* _Extracted records_:

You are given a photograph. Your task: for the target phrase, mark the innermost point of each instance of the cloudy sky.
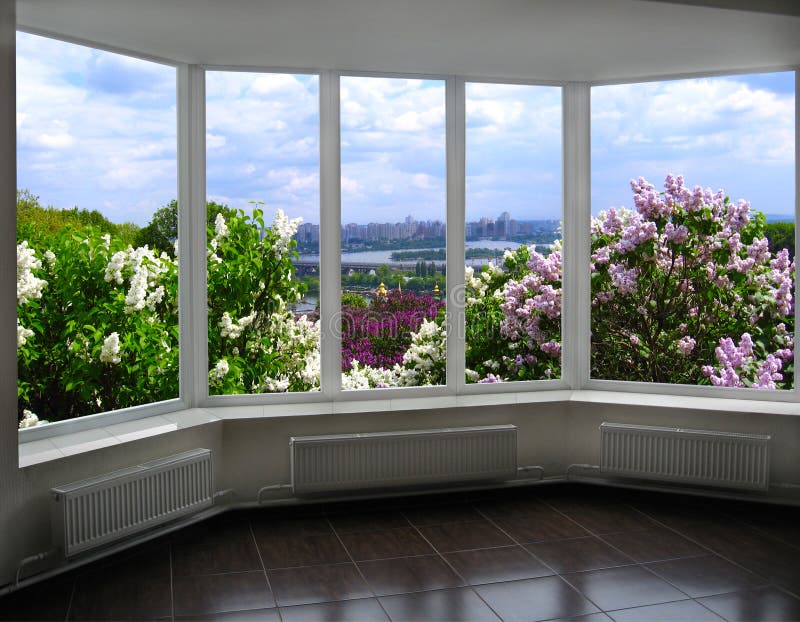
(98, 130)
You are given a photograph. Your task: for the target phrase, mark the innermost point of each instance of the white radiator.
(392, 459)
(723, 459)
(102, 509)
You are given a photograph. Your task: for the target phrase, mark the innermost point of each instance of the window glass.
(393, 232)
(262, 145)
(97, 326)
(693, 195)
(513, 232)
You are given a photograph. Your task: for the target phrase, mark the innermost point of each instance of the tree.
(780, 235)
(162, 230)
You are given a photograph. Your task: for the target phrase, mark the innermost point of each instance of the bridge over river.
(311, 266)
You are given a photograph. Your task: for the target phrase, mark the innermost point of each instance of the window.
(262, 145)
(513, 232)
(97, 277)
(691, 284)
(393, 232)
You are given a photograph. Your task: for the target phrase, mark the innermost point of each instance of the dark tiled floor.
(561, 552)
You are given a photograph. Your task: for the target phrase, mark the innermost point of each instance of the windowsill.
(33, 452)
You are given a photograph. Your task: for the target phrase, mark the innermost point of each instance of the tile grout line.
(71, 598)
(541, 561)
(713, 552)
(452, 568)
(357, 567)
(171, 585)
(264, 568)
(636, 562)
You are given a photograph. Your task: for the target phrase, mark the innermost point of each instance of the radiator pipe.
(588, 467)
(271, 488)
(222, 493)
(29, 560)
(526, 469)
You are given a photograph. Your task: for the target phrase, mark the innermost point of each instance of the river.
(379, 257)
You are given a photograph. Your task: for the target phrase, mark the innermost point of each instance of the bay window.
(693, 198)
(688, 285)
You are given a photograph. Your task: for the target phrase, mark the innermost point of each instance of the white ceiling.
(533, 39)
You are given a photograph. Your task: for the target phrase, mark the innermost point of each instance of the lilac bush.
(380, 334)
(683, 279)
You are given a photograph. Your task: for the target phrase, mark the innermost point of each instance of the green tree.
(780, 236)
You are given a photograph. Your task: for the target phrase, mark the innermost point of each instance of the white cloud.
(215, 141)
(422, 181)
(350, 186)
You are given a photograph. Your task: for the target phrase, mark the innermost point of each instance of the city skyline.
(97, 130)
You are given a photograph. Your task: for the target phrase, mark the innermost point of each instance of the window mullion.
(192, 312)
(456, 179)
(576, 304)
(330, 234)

...

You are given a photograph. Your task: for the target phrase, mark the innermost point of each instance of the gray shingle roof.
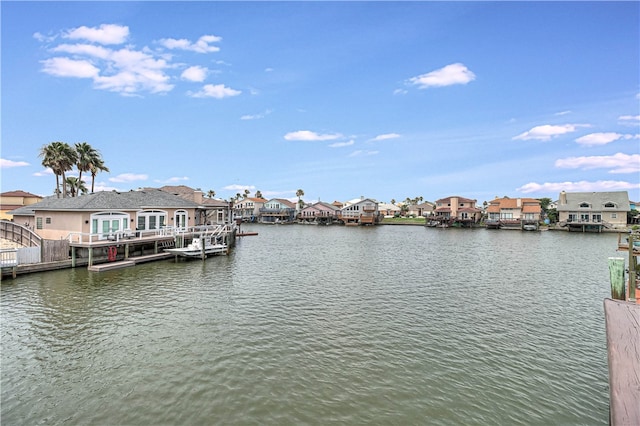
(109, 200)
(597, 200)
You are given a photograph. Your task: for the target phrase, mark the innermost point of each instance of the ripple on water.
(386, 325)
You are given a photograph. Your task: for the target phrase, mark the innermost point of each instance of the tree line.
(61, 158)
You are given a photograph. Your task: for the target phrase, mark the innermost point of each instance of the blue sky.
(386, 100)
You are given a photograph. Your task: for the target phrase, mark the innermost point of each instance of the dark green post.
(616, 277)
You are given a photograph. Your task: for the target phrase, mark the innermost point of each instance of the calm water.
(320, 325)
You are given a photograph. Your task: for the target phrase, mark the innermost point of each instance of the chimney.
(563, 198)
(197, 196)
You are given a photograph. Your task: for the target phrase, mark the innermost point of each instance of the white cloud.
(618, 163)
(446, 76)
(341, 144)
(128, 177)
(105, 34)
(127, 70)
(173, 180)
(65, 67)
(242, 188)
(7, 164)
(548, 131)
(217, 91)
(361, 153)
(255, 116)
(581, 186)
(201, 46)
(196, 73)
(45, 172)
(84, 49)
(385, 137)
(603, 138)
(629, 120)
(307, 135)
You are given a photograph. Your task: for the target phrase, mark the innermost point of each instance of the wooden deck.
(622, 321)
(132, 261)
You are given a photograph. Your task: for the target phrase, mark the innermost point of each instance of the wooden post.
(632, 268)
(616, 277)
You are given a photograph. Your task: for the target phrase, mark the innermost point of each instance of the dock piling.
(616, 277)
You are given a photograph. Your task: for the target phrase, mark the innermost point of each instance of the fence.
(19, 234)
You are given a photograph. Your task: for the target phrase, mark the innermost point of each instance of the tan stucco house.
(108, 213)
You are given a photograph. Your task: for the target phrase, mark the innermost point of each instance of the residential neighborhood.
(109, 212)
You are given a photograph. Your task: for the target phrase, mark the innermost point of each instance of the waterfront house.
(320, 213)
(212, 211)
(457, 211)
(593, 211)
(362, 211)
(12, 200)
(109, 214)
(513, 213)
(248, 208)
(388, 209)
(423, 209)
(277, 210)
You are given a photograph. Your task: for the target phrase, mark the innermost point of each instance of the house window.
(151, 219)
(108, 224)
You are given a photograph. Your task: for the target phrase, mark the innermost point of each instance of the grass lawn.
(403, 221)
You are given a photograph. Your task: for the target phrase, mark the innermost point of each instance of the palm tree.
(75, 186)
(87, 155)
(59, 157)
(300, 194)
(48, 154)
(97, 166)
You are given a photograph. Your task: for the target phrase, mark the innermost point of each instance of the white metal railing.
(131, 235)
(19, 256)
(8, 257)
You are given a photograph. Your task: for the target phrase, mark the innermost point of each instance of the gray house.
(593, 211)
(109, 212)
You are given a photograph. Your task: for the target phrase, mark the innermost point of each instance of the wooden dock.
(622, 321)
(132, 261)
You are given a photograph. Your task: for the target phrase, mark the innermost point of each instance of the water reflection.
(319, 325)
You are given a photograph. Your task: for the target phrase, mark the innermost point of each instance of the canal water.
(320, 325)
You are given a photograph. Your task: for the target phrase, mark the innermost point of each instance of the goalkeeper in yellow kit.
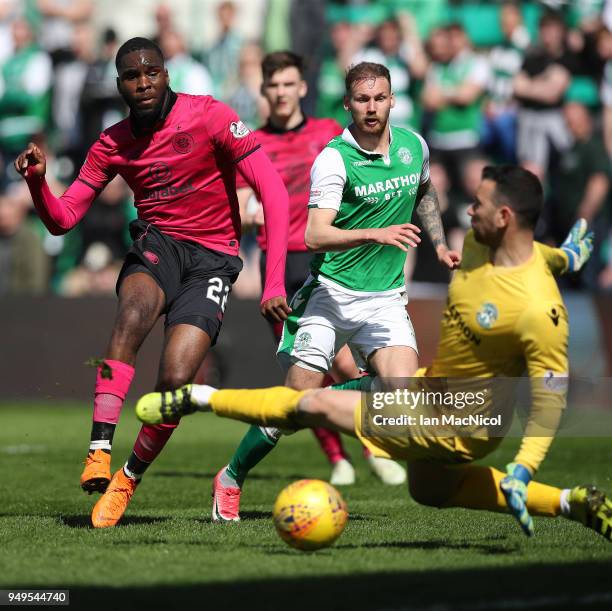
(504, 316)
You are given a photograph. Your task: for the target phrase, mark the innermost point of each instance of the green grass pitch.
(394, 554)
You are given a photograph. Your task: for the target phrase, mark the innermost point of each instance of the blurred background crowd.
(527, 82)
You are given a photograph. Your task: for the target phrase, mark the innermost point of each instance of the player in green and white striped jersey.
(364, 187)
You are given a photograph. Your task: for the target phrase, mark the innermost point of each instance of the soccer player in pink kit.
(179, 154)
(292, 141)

* * *

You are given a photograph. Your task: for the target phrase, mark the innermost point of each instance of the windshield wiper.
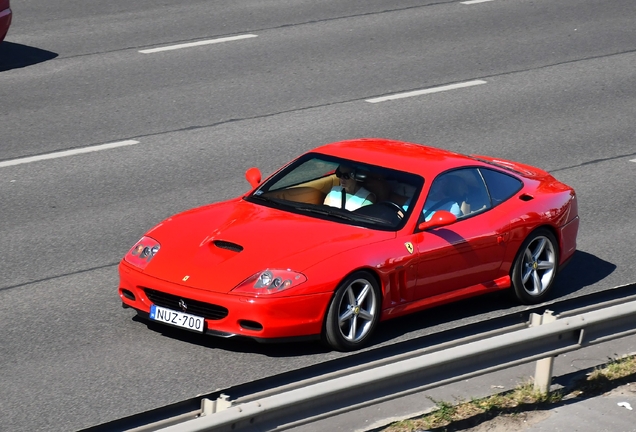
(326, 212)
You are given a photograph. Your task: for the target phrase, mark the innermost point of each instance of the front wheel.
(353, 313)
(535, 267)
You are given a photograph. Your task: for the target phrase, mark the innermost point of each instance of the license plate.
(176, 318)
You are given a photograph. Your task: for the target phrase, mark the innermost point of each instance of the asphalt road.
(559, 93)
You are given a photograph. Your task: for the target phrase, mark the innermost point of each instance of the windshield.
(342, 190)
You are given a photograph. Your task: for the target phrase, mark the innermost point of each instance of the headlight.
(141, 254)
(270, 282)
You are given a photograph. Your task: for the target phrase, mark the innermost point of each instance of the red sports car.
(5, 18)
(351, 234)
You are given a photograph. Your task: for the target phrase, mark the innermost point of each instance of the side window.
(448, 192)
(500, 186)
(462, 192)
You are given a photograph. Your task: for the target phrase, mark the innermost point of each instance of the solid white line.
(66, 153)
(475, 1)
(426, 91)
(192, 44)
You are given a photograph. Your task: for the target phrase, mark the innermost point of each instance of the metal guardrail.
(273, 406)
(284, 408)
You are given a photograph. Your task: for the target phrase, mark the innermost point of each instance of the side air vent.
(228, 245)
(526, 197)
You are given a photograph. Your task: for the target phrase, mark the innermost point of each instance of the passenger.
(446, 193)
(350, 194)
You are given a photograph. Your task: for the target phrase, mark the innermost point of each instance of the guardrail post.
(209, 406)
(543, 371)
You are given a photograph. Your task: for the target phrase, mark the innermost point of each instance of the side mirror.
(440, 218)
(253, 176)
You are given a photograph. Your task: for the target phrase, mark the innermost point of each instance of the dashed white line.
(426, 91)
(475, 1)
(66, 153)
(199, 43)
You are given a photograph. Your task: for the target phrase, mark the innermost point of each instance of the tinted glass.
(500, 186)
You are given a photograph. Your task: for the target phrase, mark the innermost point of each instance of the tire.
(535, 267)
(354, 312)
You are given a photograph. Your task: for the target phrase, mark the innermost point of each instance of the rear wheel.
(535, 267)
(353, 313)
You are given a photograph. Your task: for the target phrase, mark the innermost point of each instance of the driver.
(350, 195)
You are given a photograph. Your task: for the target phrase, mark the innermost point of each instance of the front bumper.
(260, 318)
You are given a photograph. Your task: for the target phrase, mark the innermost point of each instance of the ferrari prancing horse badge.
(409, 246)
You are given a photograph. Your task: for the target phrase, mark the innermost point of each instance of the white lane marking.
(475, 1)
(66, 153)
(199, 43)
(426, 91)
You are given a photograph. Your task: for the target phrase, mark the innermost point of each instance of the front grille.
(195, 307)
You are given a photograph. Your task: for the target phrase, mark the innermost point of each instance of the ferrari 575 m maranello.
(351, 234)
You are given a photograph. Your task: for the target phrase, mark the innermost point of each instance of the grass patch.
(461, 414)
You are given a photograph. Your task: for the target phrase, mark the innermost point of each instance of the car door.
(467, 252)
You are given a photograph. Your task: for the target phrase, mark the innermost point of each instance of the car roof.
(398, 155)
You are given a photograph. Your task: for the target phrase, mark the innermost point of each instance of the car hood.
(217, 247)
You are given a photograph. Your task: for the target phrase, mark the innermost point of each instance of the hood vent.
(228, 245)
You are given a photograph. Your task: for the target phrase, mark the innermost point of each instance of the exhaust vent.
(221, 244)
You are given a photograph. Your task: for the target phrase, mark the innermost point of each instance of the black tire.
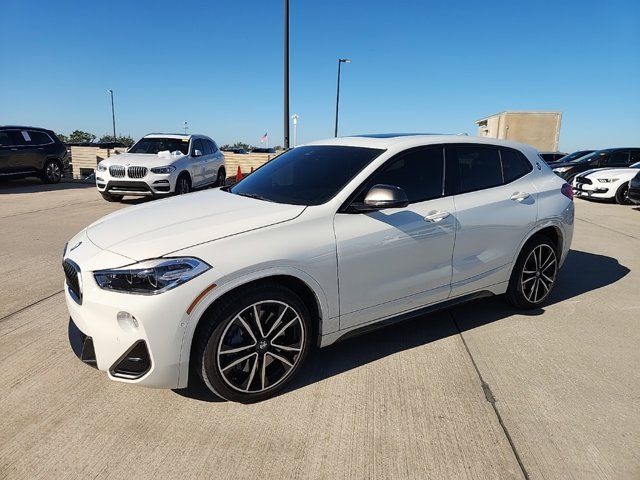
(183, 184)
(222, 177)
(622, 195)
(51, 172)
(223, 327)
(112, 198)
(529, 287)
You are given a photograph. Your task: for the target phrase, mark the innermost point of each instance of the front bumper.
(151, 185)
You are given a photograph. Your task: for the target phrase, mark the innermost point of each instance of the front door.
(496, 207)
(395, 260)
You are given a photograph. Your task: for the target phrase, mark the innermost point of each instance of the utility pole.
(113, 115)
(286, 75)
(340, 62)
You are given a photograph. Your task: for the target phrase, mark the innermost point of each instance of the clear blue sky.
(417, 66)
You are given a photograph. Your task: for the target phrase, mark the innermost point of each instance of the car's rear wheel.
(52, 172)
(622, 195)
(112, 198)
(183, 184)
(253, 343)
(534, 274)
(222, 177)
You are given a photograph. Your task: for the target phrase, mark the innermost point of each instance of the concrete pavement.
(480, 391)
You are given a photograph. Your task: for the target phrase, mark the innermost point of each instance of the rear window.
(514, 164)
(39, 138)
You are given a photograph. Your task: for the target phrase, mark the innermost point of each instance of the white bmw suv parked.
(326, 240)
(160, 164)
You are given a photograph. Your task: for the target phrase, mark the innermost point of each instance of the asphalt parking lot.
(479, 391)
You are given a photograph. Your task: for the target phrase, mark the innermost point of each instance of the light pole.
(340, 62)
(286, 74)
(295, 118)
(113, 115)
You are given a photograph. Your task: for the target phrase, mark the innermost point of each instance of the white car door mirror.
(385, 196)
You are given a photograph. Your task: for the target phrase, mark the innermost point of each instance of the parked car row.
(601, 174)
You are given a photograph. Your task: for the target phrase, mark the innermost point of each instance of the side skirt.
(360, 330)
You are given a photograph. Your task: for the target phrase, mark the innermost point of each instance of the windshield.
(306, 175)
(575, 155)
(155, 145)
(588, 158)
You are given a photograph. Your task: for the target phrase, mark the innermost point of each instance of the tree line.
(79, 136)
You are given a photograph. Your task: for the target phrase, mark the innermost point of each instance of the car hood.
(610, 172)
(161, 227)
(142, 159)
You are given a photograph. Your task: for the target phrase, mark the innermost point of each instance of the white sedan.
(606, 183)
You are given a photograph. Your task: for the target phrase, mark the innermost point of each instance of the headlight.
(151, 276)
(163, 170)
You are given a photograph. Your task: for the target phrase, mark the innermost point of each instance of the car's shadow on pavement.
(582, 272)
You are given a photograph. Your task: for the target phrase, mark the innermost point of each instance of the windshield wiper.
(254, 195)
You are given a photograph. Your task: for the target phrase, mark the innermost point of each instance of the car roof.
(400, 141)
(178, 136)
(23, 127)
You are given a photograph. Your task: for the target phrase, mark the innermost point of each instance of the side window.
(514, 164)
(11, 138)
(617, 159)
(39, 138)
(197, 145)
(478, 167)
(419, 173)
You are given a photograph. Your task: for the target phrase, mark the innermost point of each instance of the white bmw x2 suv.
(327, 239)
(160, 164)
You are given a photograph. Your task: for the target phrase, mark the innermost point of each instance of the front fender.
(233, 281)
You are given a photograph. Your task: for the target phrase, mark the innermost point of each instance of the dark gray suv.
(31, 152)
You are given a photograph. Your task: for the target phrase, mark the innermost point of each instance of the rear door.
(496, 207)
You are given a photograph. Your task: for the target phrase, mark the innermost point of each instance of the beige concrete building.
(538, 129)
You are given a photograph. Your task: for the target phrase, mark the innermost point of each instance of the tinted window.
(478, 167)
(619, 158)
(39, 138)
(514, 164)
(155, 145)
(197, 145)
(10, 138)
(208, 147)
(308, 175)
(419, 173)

* _Prompt_: Pick out and copy every line of the entries above that contains the word "rear", treating uppercase and lowercase as different.

* _Output of the exercise_:
You are given a photograph. Your task: for the target phrase, mark the innermost point of each instance of the rear wheel.
You are given a photograph. Your task: for the target phrase, mark the innermost point of each instance of the car's rear wheel.
You are given a photograph. Your task: for the target phrase, mark the innermost point of each instance of the rear window.
You are given a photograph. Your task: for the target phrase, mark the innermost point of each instance of the rear door.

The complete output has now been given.